Task to complete :: Copy out, word for word, the lines of the listing below between the line holding "the sun lounger" and the line holding "Query: sun lounger", inclusive.

Exercise input ::
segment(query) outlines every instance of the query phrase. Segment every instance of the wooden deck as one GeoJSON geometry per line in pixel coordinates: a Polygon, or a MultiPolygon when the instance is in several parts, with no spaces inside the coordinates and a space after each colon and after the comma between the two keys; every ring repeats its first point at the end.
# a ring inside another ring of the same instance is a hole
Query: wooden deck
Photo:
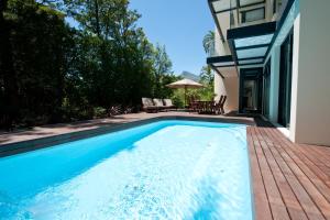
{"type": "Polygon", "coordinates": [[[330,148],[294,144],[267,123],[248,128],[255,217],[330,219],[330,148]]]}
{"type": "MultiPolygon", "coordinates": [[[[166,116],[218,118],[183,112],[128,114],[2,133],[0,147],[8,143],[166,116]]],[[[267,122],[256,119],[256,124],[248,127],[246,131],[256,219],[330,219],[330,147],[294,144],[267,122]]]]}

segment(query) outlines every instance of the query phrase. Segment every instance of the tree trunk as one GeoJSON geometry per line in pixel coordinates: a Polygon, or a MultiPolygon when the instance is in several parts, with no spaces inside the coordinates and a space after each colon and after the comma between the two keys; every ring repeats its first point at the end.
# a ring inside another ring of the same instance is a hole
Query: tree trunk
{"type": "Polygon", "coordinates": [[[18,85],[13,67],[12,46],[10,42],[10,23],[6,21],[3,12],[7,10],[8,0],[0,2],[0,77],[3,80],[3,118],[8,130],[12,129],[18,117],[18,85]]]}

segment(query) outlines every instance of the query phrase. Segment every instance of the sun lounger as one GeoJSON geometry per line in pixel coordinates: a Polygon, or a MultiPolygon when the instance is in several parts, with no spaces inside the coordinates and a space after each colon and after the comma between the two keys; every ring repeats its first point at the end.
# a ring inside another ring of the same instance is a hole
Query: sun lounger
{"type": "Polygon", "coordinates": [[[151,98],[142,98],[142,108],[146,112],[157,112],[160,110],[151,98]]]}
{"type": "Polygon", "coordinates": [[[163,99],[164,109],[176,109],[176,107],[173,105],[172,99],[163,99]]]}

--

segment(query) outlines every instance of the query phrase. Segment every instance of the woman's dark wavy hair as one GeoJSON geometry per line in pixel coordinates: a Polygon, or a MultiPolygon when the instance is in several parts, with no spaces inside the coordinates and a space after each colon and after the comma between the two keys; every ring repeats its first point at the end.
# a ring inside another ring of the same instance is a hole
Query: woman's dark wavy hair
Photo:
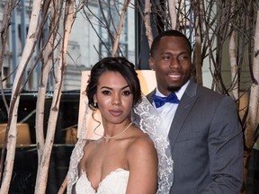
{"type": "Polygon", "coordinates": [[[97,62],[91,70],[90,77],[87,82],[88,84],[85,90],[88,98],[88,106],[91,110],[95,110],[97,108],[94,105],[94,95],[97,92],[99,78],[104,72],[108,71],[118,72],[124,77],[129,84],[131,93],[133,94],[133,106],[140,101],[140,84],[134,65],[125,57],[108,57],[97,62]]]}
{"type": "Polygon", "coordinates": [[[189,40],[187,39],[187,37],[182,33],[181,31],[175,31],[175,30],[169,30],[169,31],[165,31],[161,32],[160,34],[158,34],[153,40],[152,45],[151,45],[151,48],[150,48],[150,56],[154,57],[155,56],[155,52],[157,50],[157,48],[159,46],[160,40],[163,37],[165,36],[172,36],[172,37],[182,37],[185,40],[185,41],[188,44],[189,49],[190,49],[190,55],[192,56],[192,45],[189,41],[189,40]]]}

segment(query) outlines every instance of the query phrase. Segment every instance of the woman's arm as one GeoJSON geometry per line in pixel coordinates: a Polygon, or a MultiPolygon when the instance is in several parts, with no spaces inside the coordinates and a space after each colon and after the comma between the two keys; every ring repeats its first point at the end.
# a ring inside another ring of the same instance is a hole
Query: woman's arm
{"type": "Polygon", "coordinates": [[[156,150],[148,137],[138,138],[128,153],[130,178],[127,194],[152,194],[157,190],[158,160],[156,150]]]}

...

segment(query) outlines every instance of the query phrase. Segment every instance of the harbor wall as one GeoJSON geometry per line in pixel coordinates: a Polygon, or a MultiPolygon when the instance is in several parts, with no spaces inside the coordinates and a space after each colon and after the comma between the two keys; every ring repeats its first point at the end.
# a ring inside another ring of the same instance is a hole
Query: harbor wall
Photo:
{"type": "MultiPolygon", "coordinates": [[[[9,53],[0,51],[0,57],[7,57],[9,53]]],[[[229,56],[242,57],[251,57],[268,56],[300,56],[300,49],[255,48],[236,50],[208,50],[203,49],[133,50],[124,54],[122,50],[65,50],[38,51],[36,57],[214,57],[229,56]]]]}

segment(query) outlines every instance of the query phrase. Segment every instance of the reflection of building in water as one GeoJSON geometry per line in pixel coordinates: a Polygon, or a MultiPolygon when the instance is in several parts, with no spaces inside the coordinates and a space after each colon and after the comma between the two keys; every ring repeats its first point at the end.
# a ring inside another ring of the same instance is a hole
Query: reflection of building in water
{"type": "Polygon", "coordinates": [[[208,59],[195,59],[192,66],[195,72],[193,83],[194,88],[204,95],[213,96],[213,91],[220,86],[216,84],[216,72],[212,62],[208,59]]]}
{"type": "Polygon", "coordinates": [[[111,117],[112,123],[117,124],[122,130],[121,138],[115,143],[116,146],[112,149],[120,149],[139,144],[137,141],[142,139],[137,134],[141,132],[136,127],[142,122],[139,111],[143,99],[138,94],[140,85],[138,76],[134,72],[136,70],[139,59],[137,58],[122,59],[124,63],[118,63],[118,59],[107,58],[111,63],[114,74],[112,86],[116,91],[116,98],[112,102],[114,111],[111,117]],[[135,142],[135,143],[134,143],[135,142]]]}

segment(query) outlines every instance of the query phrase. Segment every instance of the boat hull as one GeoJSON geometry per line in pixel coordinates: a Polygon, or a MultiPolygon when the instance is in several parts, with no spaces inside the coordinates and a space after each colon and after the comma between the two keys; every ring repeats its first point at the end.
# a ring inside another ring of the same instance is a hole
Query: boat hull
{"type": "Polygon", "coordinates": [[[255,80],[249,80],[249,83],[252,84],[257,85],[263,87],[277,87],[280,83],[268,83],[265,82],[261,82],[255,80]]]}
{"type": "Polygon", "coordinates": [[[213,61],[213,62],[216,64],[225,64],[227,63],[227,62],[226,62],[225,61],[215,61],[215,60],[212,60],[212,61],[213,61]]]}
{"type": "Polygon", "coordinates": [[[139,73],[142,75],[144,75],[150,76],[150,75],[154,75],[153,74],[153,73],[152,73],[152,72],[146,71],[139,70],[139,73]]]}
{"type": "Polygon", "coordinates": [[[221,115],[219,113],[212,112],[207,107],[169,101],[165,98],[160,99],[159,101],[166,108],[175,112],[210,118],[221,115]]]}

Response ::
segment(query) outlines every instance of the query phrase. Segment every instance of the sun lounger as one GeoJSON geometry per line in pixel coordinates: a Polygon, or a MultiPolygon when the instance is in several parts, with no spaces inside the coordinates and a space after each colon and after the comma between the two keys; every ring repeats its first point at the end.
# a ring inside another ring of the same instance is a hole
Query: sun lounger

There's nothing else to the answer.